TEXT UNDER STUDY:
▽

The following is presented as part of The Columbian’s Opinion content, which offers a point of view in order to provoke thought and debate of civic issues. Opinions represent the viewpoint of the author. Unsigned editorials represent the consensus opinion of The Columbian’s editorial board, which operates independently of the news department.
About six months after having a near-death experience with COVID-19, back in the coronavirus’s first wave, Michael Flor was recovering strongly and was surrounded by family and friends. But he started feeling a tug of emptiness.
“I realized I just wanted to connect with other people who had had COVID,” Flor of West Seattle says.
So he started posting his story — about how he’d spent 62 days in an Issaquah hospital, including a month on a ventilator — on an online COVID support site called “Survivor Corps.”
“I couldn’t believe the reaction,” Flor, 71, says. “It all came pouring out — out of me and out of them. I think there’s millions of people out there who are still dealing with this. … There’s no closure.”

△

PROBLEM STATEMENT:
Continue the opinion column about Michael Flor's recovery from COVID-19, picking up after its final paragraph.

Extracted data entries
▽

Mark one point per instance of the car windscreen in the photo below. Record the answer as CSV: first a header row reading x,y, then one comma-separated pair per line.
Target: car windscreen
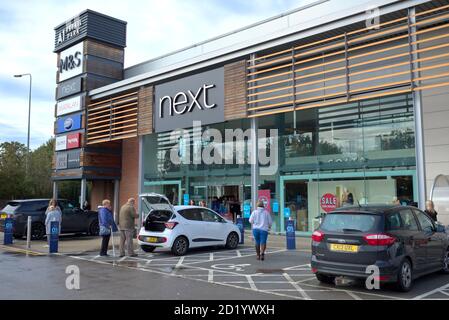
x,y
10,207
350,222
159,215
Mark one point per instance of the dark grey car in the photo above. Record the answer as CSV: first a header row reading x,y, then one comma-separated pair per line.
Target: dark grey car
x,y
74,220
403,242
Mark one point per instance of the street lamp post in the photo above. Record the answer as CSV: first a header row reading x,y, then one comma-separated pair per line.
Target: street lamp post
x,y
29,117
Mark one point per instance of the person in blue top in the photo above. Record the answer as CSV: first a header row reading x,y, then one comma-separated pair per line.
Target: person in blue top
x,y
107,225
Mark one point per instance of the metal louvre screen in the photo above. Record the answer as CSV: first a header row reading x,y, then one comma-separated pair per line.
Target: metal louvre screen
x,y
112,119
404,53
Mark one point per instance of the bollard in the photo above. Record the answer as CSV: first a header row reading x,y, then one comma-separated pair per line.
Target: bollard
x,y
290,234
54,237
29,233
8,229
239,222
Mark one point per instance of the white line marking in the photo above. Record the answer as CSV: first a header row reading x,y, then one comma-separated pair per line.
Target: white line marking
x,y
251,282
210,276
298,288
421,296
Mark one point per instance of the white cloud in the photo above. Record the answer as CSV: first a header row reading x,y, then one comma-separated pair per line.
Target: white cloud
x,y
154,28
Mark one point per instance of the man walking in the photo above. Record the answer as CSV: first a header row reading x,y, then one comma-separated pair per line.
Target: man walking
x,y
125,221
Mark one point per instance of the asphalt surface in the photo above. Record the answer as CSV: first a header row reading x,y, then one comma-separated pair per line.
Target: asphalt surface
x,y
207,274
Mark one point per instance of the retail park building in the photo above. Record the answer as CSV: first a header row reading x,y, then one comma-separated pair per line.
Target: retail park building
x,y
354,100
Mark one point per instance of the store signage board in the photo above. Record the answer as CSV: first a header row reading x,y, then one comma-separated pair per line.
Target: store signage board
x,y
61,161
73,159
69,87
69,105
199,97
61,143
73,140
69,123
71,62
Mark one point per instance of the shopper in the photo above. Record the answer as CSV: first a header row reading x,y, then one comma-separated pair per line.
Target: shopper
x,y
107,225
261,222
430,210
126,224
53,214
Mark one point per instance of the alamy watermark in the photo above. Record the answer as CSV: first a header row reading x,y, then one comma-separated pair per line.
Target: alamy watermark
x,y
209,146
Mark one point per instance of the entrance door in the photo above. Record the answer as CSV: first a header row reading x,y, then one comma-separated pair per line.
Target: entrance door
x,y
170,189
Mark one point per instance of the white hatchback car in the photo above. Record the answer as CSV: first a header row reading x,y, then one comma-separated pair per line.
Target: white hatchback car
x,y
179,228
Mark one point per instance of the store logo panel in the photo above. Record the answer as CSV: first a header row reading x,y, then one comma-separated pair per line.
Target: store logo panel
x,y
69,87
73,140
199,97
69,105
69,123
71,62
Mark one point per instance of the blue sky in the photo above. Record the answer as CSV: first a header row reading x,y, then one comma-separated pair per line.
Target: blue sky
x,y
155,27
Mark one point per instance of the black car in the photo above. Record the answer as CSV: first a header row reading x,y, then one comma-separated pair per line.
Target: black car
x,y
74,220
402,241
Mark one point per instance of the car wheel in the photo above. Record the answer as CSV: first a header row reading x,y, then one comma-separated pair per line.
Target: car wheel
x,y
94,228
446,262
325,279
405,276
37,231
180,246
232,241
148,248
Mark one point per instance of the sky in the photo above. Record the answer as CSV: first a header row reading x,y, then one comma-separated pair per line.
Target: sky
x,y
155,27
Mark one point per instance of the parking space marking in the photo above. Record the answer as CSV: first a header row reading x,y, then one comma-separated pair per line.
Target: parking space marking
x,y
296,286
432,292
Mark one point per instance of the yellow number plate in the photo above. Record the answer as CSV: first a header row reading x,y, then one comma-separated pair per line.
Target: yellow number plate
x,y
152,239
344,247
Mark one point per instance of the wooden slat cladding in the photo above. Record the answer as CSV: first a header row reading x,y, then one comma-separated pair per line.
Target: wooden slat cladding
x,y
112,119
235,90
353,66
103,51
145,119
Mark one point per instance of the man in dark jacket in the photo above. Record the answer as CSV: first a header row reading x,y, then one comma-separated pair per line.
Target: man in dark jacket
x,y
430,210
126,221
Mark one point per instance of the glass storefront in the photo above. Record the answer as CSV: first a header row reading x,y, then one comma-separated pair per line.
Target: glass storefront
x,y
328,157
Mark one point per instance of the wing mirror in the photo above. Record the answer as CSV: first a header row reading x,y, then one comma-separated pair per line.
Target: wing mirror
x,y
440,228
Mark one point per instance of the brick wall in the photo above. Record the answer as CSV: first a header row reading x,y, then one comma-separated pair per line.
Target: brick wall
x,y
130,170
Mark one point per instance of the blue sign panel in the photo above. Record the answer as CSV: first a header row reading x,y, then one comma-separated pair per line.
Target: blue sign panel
x,y
290,235
240,225
186,199
54,236
246,210
8,231
287,212
275,207
69,123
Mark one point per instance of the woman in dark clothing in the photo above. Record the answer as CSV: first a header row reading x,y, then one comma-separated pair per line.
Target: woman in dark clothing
x,y
107,225
430,210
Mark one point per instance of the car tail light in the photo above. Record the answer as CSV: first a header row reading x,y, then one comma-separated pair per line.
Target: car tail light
x,y
170,225
379,239
317,236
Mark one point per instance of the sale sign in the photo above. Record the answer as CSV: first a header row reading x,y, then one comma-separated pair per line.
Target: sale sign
x,y
265,197
328,202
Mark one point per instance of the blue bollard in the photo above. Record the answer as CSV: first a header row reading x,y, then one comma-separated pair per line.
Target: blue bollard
x,y
240,224
290,235
8,231
54,237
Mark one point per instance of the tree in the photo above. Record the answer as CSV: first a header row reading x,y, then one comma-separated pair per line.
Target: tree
x,y
13,180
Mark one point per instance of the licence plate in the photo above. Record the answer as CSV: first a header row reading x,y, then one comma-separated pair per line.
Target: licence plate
x,y
344,247
152,239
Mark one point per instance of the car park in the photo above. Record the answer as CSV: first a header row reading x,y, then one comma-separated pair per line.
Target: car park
x,y
74,219
403,242
179,228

△

EXERCISE OUTPUT:
Ending a pandemic is not something we’ve done before, not in a century anyway. For many it’s proving not as simple as getting your shots and taking off your mask. “The pandemic’s mental wounds are still wide open,” The Atlantic magazine headlined an article this past week. It was about post-pandemic trauma — how the “understandable societal desire to move past the pandemic” may, at the same time, be alienating to people who are still struggling with the disease, or unresolved grief about loss.
Flor is seeing this firsthand. He’s become a sort of unofficial COVID counselor to dozens of strangers he’s met online. He talks them through medical situations and sympathizes with how challenging it all is. He’s found that for something that’s been the world’s top news story for more than a year, there remains a space where people desperately need to talk.
“I think some people are feeling left out or forgotten a little bit,” he says. “The pain of all this hasn’t really been addressed.”
The pandemic has become so politicized that many people are reluctant to broach the subject. The news also has shifted away from chronicling the disease aspect of the pandemic, though 600 per day still are dying from it.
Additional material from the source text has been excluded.